Question

Hi guys, can you help me in this one? Use integration by parts twice to evaluate ∫e^6t cos(7t)dt :

Answer 1

I bet that is e^(6t)?

Answer 2

What did you get in your first round of integration by parts?

Answer 3

yes , it is e^(6t)

Answer 4

Let the original integral be I.
When you do integration by parts twice you will get the original integral again on the right hand side. Replace that with I, bring it to the LHS and solve for I.

Answer 5

Another tip: keep using the same (or similar) \(u\) and \(dv\) expressions. If you switch from, say \(u_1=e^{6t}\) to \(u_2=\text{(some trig)}(7t)\), you'll end up back where you started.

### REQUIREMENTS
1. In the integration by parts thread, what should be done with the original integral once it reappears on the right-hand side?
2. Continue the integration by parts thread from the point where it ends.

### DATA ROWS

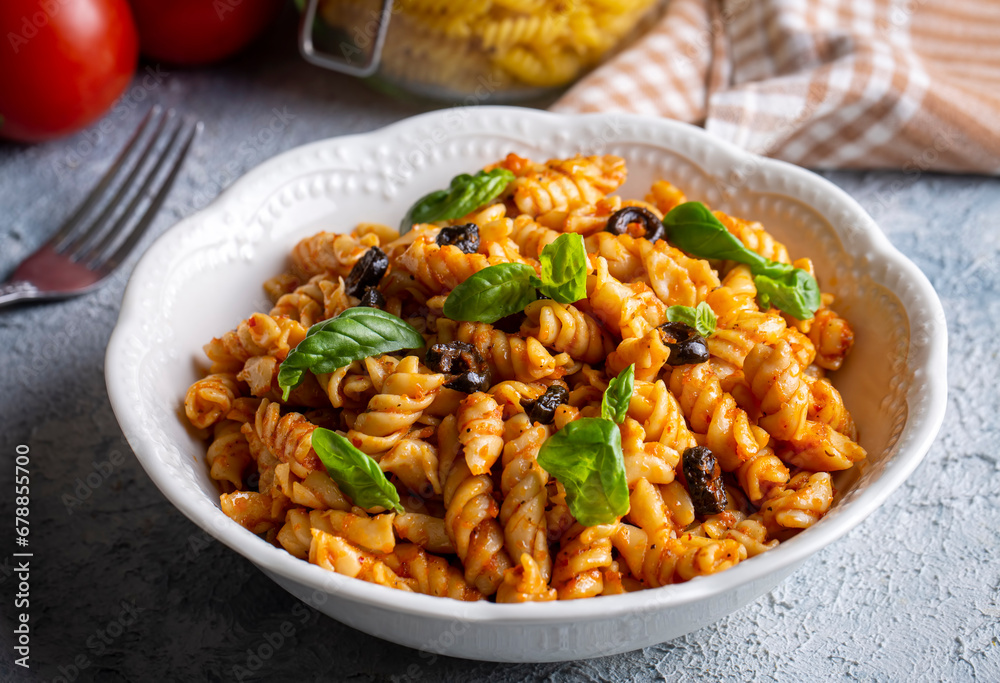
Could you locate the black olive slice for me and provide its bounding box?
[434,223,479,254]
[658,323,709,365]
[604,206,667,242]
[425,341,490,394]
[344,247,389,299]
[521,384,569,424]
[681,446,729,517]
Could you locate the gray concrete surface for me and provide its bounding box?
[0,8,1000,683]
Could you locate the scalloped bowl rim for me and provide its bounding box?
[105,107,947,624]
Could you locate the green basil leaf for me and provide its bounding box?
[538,417,629,526]
[663,202,822,320]
[444,263,538,323]
[399,168,514,235]
[278,306,424,401]
[312,427,404,514]
[663,202,768,265]
[667,301,718,339]
[753,264,823,320]
[538,233,587,304]
[601,363,635,424]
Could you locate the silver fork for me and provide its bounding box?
[0,106,202,308]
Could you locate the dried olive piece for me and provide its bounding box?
[521,384,569,424]
[659,322,708,365]
[344,247,389,299]
[604,206,667,242]
[358,287,385,309]
[425,341,490,394]
[434,223,479,254]
[445,370,490,394]
[681,446,729,517]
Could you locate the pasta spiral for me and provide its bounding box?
[347,356,446,455]
[521,299,614,363]
[439,416,510,595]
[184,151,867,609]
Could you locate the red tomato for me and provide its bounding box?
[131,0,284,66]
[0,0,138,142]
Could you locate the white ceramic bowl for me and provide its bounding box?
[106,107,947,662]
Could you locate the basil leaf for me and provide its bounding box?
[663,202,768,265]
[538,417,629,526]
[399,168,514,235]
[663,202,822,320]
[278,306,424,401]
[667,301,718,339]
[312,427,404,514]
[538,233,587,304]
[601,363,635,424]
[753,264,823,320]
[444,263,538,323]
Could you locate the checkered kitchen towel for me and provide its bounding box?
[553,0,1000,174]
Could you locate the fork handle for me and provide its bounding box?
[0,280,41,308]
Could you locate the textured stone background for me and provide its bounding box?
[0,12,1000,682]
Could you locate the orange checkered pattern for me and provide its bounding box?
[553,0,1000,174]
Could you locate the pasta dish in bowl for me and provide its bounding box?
[108,108,944,661]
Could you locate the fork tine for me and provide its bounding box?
[91,121,204,273]
[73,115,184,267]
[60,109,176,261]
[49,105,163,252]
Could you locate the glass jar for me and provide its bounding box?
[300,0,665,103]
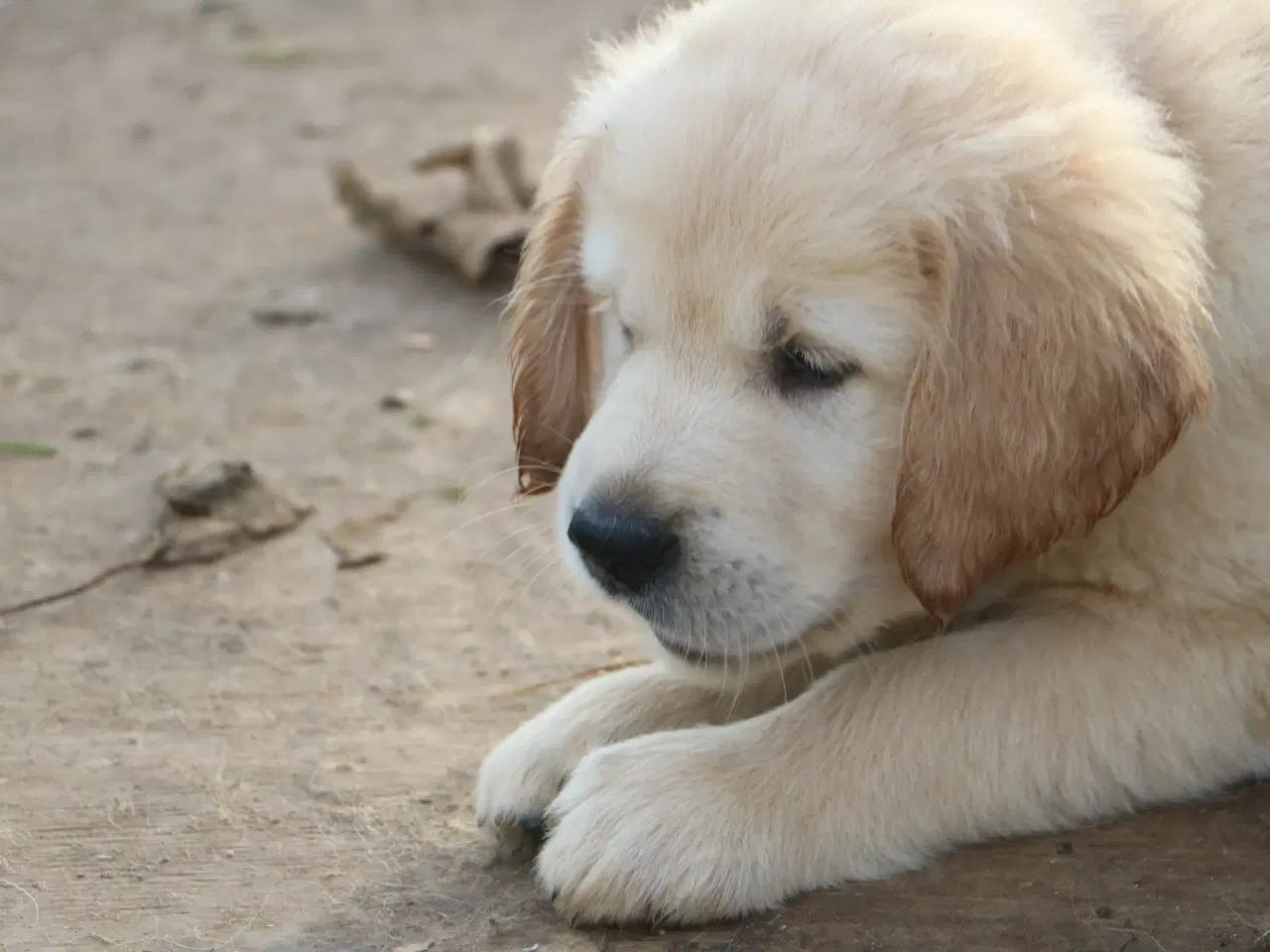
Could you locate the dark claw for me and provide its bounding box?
[512,816,548,847]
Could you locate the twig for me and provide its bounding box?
[0,553,154,618]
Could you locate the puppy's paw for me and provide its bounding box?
[476,718,585,848]
[537,727,798,925]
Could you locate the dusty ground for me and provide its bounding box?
[0,0,1270,952]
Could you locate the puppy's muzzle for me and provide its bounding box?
[568,495,680,597]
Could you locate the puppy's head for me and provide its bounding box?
[511,0,1210,660]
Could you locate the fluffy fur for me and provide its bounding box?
[477,0,1270,924]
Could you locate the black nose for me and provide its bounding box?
[569,498,680,595]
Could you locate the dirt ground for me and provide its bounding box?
[0,0,1270,952]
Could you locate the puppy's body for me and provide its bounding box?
[479,0,1270,921]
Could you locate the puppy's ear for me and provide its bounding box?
[892,167,1211,622]
[508,146,599,495]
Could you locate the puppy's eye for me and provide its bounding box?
[775,344,860,394]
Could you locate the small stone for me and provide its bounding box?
[251,287,330,327]
[401,332,437,353]
[380,390,414,413]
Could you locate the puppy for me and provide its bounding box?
[477,0,1270,924]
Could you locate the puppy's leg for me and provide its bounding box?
[476,658,823,835]
[539,600,1270,924]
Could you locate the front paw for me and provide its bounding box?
[537,727,798,925]
[476,721,585,848]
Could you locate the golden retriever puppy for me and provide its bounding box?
[477,0,1270,924]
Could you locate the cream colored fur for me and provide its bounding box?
[477,0,1270,924]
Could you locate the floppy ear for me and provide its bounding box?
[892,178,1211,623]
[508,146,599,495]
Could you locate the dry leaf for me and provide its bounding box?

### EXPECTED RESPONSES
1. Replace it with I, bring it to the left-hand side, and solve for I.

2.
Answer 6

\[
I = \int e^{6t}\cos(7t)dt \\
u = \cos(7t); ~~du = -7\sin(7t)dt \\
dv = e^{6t}dt; ~~ v = \frac 16e^{6t} \\
\text{ } \\

I = \frac 16e^{6t}\cos(7t) + \frac 76\int e^{6t}\sin(7t)dt \\
u = \sin(7t); ~~du = 7\cos(7t)dt \\
dv = e^{6t}dt; ~~ v = \frac 16e^{6t} \\
\text{ } \\

I = \frac 16e^{6t}\cos(7t) + \frac 76 * \frac 16 e^{6t}\sin(7t) - \frac 76 *
\frac 76 \int e^{6t}\cos(7t)dt \\
I = \frac 16e^{6t}\cos(7t) + \frac {7}{36} e^{6t}\sin(7t) - \frac {49}{36} I \\
\text{ } \\

36I = 6e^{6t}\cos(7t) + 7 e^{6t}\sin(7t) - 49 I \\
36I + 49I = 6e^{6t}\cos(7t) + 7 e^{6t}\sin(7t) = e^{6t}\{6\cos(7t) + 7\sin(7t) \}\\
85I = e^{6t}\{6\cos(7t) + 7\sin(7t) \}\\
I = \frac{e^{6t}}{85}\{6\cos(7t) + 7\sin(7t) \} + C
\]

Answer 7

Thank you so much guys ^_^

Answer 8

You are welcome.